Down to the last line, reproduce the data below exactly.

DATA FOR REVIEW below:

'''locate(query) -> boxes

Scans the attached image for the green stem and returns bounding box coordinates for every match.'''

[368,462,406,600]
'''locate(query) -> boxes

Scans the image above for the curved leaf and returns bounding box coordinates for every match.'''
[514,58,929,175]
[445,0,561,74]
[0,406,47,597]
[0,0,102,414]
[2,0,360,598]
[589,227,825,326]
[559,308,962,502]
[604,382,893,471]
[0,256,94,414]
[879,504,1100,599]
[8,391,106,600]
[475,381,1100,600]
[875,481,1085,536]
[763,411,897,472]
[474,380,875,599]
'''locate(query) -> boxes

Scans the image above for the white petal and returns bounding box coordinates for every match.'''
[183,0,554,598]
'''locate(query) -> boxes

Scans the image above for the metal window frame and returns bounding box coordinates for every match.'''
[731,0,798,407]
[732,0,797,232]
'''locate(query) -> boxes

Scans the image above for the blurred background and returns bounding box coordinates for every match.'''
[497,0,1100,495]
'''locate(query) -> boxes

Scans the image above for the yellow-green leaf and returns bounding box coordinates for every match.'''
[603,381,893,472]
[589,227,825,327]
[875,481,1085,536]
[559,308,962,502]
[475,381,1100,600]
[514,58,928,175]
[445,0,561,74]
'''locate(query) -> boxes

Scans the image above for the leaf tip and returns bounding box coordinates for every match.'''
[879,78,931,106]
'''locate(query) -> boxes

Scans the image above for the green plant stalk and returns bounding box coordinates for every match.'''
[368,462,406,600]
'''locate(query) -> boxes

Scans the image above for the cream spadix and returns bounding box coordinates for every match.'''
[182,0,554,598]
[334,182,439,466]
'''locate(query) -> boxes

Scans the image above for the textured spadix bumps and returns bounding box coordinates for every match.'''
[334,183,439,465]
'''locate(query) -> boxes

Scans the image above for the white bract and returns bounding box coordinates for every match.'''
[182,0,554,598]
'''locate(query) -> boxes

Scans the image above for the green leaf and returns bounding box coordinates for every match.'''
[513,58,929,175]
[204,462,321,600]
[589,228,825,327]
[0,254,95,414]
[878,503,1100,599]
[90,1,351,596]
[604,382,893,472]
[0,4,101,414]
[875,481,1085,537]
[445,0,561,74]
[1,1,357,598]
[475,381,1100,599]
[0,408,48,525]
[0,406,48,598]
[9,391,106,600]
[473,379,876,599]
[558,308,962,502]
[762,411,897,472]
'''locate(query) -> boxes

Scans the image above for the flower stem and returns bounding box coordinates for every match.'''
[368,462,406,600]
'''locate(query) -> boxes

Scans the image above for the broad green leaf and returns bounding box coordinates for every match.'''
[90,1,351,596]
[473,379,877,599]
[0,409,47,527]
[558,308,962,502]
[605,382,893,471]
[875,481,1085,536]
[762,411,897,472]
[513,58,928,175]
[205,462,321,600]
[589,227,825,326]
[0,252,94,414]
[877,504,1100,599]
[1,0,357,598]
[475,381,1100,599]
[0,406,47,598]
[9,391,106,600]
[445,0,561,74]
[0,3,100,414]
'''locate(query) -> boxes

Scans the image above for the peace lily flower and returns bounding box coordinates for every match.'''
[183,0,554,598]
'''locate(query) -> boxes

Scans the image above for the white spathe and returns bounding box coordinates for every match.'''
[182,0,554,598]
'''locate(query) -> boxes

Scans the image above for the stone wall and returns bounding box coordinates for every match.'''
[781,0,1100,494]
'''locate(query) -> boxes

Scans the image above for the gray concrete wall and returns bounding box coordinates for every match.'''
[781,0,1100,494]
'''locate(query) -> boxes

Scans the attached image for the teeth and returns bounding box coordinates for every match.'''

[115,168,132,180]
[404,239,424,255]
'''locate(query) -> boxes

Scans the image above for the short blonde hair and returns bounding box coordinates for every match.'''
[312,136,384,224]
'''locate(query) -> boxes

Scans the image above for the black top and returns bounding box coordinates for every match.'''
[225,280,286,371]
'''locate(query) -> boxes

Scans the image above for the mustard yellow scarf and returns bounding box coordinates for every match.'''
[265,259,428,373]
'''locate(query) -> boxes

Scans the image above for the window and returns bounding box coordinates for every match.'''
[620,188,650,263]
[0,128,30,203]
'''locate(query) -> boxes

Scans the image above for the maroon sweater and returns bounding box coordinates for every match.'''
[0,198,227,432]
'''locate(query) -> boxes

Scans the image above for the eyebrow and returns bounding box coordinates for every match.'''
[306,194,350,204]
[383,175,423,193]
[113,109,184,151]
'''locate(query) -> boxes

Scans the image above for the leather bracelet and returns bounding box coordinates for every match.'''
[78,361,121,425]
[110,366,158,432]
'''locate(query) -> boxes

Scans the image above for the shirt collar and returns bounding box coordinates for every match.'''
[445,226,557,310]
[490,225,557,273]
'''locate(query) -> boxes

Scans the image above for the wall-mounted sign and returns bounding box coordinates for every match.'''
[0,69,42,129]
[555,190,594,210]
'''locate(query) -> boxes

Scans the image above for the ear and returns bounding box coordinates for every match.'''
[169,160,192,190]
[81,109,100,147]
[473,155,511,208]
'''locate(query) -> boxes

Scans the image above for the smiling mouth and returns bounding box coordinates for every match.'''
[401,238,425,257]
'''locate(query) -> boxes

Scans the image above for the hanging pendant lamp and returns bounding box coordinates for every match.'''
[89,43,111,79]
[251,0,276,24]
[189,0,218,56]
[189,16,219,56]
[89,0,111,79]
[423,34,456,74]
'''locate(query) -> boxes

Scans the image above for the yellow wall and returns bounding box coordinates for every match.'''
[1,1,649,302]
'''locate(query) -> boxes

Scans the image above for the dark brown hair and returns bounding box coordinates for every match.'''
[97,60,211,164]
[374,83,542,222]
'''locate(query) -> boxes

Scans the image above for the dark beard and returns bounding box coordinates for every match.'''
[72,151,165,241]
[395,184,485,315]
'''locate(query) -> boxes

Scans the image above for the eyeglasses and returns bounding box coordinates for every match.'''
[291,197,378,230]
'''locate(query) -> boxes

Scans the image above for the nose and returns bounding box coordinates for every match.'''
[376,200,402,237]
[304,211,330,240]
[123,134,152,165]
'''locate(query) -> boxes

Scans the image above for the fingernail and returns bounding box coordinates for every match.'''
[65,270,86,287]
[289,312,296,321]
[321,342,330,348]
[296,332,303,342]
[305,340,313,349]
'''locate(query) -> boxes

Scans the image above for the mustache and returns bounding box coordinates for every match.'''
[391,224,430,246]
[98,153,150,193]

End of DATA FOR REVIEW.

*YOUR SOLUTION*
'''locate(query) -> boxes

Scans the attached image for the green stem and returns bounding box coordinates for every match.'''

[368,462,406,600]
'''locate(query) -> boxes

Scans the image above for the curved leaf and returns bounding box coordinates for every match.'''
[514,58,929,175]
[445,0,561,74]
[0,406,47,597]
[0,0,102,414]
[2,0,360,598]
[589,227,825,326]
[559,308,962,502]
[604,382,893,471]
[0,256,94,414]
[879,504,1100,599]
[8,391,106,600]
[475,381,1100,600]
[875,481,1085,536]
[763,411,897,472]
[474,380,875,599]
'''locate(query) -> boxes

Scans the image above for the white petal and returns bounding box coordinates for every match.'''
[183,0,554,598]
'''locate(query) -> boxes

Scans the image above for the metal window frame and returns bounding box coordinates for every match.'''
[731,0,798,407]
[732,0,797,232]
'''locate(query) -> boxes

Scans the image above for the blurred background and returns bounding box coordinates for every match.'''
[497,0,1100,495]
'''locate(query) -> boxes

Scans the image above for the yellow-green leaf and returns bounding box coordinates for every match.'''
[603,381,893,472]
[589,227,825,327]
[875,481,1085,536]
[559,308,962,502]
[475,381,1100,600]
[514,58,928,175]
[445,0,561,74]
'''locate(query) -> boxes

Scans the image above for the leaf tip and returns bounding box coordinates for every match.'''
[879,78,931,106]
'''locate(query) -> boxes

Scans the image above for the green plant stalk and returns bounding box coordinates for every match.'''
[368,462,406,600]
'''locate(query) -> boxes

Scans the image above for the cream spadix and returns bounding box coordinates for every match.'''
[182,0,554,598]
[334,182,439,466]
'''locate(query) -> boxes

Scans the image above for the textured spadix bumps and returns bounding box coordinates for every match.'''
[334,183,439,465]
'''locate(query) -> boxes

Scans the image above for the white bract and returns bounding box coordinates for every match.'''
[182,0,554,598]
'''locate(query) -> boxes

Scans the image above for the green leaf and returns bounding box coordinates for every match.'''
[513,58,929,175]
[204,462,321,600]
[589,228,825,327]
[0,254,95,414]
[878,503,1100,599]
[90,1,351,596]
[604,382,893,472]
[0,4,101,414]
[875,481,1085,537]
[445,0,561,74]
[1,1,357,598]
[475,381,1100,599]
[0,408,48,525]
[0,406,48,598]
[9,391,106,600]
[473,379,876,599]
[558,308,962,502]
[762,411,897,472]
'''locate(query) -> boxes

Scans the image above for the flower stem and returns bounding box coordinates for every match.'''
[368,462,406,600]
'''locate(query) -> boxes

Scans the image above for the broad green leaf and returns bounding box coordinates for every match.'''
[90,1,351,596]
[473,379,877,599]
[0,409,47,527]
[558,308,962,502]
[605,382,893,471]
[875,481,1085,536]
[762,411,897,472]
[513,58,928,175]
[205,462,321,600]
[589,227,825,326]
[0,252,94,414]
[877,504,1100,599]
[1,0,357,598]
[475,381,1100,599]
[0,406,47,598]
[9,391,106,600]
[445,0,561,74]
[0,3,100,414]
'''locate(query) -> boxes

Scans the image above for the peace lily flower and returns bounding box coordinates for every match.'''
[183,0,554,598]
'''locate(query) -> boxes

Scans the image above for the white spathe and returns bounding box coordinates for every match.'''
[182,0,554,598]
'''locate(query) -> boxes

Scans the image above for the stone wall and returns bounding box coordinates for every match.'''
[781,0,1100,494]
'''locate(query) -> boxes

Scans the image above for the gray concrete wall and returns bounding box coordinates for every match.'''
[781,0,1100,494]
'''locate(query) -> boxes

Scans the attached image for the teeth and returns bounding box coordinates for every match.'''

[115,168,132,180]
[404,239,424,255]
'''locate(query) -> boxes

Scans the image above for the short blonde hair and returns bounding box coordinates for every match.'''
[312,136,384,224]
'''locate(query) -> boxes

Scans the image above for the black top and returns bounding box coordinates for every match.'''
[225,280,286,371]
'''locate(query) -> boxes

Scans the image above for the mustard yellow scarf and returns bounding box coordinates for every match.'''
[265,259,428,373]
'''locate(query) -> boxes

Scans the image above for the window and returns bounding box coordinates for every match.'''
[620,188,650,263]
[0,128,30,203]
'''locate(query) -> boxes

Scans the image above for the maroon sweater and returns bounding box coordinates for every match.'''
[0,198,227,432]
'''locate(query) -> boxes

Scans the image above for the eyebrow and returns bounding box coordinates for every match.'''
[306,194,350,204]
[383,175,423,193]
[113,109,184,151]
'''locate(query) -> boxes

Scans the image above for the leather bracelet and returns bounding box coordinates for every match.'''
[78,361,121,425]
[110,366,158,432]
'''locate(query) -> boxes

Scans the image above for the shirt collar and returns bounding box coordinates for every match.'''
[445,226,557,310]
[490,225,557,273]
'''locate(query) -> boxes

Scans the image above for the wall-mounted sign and returns bounding box coordinates for every match.'''
[0,69,42,129]
[555,190,594,210]
'''locate(query) -> boxes

Scans the image above for the ear and returns bounding box coordinates for every match.'''
[169,160,192,190]
[81,109,100,147]
[473,155,511,208]
'''locate(query) -> boxes

Scans the image above for the smiling mouth and returns bounding box coordinates for every match.'''
[401,238,425,257]
'''locate(query) -> boxes

Scans the image above for the hanging pendant lamp and returns bounding box coordinates for every match.'''
[89,43,111,79]
[251,0,276,24]
[189,0,218,56]
[189,16,219,56]
[89,0,111,79]
[423,34,456,74]
'''locate(query) -> boxes

Scans the image above for the yellow wall and returns bounding box coordinates for every match.'''
[1,1,649,302]
'''locate(query) -> boxes

Scans the image above for the dark brown hair and returns bounding box coordinates for every match.'''
[97,60,211,164]
[374,83,542,222]
'''locate(query) -> boxes

Scans the image above for the dark beard and returns bounding box coordinates for every match.'''
[72,151,165,241]
[395,184,485,315]
'''locate(query) -> boxes

Scans the image above for the eyeglasses and returns bounding box coordinates for every match.'''
[291,197,378,230]
'''locate(query) -> boxes

Scans the image above for the nose and returns bounding box coordinates for every match.'''
[376,200,402,237]
[304,211,330,240]
[123,134,152,165]
'''locate(query) -> boxes

Scans the image above for the fingernail and returns bounding box coordinates for every match.'''
[65,270,86,287]
[289,312,296,321]
[321,342,330,348]
[296,332,303,342]
[305,340,313,349]
'''locate(query) -> boxes

Scans the image above for the mustache and returns bounding box coordinates for every match.'''
[391,224,430,246]
[98,153,150,193]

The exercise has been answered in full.